[Information shown]
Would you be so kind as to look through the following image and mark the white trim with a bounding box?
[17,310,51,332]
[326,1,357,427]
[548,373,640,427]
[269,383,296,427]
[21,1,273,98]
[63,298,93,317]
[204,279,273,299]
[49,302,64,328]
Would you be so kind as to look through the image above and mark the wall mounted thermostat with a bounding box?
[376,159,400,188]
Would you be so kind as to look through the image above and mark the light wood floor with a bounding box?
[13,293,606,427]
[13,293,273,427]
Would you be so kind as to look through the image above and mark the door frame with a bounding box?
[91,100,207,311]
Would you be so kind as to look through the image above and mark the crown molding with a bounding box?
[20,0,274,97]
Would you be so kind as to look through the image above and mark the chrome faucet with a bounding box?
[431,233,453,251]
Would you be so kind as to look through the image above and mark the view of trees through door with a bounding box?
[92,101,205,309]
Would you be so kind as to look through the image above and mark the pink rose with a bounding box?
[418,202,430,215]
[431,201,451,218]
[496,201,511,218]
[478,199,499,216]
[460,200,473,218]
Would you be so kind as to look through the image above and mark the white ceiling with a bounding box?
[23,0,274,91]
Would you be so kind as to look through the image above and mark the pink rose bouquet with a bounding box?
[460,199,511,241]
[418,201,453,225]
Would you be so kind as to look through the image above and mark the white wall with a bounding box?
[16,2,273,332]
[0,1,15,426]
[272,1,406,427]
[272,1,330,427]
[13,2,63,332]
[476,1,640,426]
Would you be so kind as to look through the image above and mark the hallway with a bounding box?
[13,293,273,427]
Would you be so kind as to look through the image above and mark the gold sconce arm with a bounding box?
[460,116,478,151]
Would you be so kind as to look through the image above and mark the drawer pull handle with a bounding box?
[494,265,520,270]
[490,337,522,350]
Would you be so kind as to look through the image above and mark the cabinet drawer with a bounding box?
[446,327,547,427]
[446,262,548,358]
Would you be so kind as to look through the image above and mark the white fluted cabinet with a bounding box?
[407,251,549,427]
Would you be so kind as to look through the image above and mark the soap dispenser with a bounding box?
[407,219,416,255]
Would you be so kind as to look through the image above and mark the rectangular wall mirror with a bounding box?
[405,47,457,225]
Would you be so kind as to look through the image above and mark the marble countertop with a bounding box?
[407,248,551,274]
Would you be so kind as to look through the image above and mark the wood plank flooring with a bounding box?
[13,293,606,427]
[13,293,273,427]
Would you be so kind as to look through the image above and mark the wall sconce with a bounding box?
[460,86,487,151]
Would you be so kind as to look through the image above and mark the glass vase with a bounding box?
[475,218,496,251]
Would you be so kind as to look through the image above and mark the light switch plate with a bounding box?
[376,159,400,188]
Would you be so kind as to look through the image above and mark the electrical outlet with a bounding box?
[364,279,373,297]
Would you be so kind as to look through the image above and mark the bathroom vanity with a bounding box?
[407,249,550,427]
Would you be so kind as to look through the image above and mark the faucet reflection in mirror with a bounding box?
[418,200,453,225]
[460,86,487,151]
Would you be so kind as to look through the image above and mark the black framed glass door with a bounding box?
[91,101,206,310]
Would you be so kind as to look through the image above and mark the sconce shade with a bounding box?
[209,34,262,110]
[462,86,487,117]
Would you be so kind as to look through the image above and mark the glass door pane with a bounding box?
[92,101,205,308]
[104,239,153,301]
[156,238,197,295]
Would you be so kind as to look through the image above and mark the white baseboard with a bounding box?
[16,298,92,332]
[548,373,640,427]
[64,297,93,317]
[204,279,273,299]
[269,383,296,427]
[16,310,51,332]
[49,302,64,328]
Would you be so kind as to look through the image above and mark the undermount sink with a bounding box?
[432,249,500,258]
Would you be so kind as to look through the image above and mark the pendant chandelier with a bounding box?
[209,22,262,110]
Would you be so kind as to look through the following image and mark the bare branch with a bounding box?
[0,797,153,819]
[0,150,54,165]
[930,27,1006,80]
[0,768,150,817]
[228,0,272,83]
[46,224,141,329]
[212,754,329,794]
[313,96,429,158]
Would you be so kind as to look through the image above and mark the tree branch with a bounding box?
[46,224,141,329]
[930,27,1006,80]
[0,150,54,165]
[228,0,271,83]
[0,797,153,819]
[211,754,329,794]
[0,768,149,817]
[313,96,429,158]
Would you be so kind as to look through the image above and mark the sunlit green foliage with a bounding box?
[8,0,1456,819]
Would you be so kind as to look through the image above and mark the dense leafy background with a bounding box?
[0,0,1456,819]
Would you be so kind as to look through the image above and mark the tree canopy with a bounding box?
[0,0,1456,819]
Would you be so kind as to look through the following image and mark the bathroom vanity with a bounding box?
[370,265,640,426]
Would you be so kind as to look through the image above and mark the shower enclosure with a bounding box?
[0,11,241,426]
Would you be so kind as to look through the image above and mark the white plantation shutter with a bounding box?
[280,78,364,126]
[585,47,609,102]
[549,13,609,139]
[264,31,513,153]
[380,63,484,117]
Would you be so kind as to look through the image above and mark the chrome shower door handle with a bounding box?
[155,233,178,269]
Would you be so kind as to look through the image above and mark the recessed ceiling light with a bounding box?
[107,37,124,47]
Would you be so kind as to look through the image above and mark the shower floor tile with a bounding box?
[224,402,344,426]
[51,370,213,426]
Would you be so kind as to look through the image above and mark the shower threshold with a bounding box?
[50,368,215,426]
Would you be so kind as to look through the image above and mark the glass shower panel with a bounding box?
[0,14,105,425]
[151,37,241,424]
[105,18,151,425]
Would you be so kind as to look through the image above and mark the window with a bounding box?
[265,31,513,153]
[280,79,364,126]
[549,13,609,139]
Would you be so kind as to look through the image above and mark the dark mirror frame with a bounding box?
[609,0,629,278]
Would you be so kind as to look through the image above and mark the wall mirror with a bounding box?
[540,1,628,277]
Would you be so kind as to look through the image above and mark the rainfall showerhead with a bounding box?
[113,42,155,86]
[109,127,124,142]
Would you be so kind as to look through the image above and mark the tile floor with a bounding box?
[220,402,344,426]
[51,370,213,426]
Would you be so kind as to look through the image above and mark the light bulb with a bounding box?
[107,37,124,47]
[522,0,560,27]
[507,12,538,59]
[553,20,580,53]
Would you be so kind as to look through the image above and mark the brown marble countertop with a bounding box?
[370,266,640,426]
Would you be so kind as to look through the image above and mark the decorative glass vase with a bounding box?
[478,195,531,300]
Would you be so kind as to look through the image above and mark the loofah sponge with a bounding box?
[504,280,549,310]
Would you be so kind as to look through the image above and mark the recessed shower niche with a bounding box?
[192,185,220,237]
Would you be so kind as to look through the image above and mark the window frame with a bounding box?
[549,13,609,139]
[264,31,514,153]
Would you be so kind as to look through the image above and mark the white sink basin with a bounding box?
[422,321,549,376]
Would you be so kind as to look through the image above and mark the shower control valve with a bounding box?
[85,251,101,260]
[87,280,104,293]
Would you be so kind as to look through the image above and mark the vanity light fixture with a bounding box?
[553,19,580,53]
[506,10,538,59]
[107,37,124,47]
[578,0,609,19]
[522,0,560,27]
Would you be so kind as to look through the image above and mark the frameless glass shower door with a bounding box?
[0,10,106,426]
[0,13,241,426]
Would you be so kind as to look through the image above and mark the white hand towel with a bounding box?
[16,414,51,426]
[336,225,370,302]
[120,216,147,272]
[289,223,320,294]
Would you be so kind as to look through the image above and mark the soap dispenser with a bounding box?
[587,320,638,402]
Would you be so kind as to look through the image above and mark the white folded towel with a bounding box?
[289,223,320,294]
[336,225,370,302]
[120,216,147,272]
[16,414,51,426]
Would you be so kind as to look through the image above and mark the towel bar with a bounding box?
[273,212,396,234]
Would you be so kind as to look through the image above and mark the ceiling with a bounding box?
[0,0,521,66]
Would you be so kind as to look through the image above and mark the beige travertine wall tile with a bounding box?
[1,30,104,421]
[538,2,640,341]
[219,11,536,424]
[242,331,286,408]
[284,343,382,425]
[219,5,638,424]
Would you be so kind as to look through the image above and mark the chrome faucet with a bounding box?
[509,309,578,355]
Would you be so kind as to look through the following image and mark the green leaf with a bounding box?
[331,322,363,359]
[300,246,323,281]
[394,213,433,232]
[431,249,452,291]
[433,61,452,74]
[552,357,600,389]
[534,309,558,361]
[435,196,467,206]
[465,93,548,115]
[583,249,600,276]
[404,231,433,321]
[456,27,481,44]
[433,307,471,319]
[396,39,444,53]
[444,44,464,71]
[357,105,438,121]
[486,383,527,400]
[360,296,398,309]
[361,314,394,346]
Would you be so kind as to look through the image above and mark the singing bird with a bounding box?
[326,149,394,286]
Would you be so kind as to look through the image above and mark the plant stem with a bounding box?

[Your objective]
Could you render the rows from the line containing "decorative glass vase with a bounding box?" through the line containing "[504,280,549,310]", both included, as a numbered list with any blank lines omitted?

[Right answer]
1. Would you be so kind as to look through the image above and mark the decorative glass vase with a bounding box?
2. [478,195,531,300]
3. Would you be so kind as to look through the image above and mark the loofah sponge with a bounding box?
4. [504,280,549,310]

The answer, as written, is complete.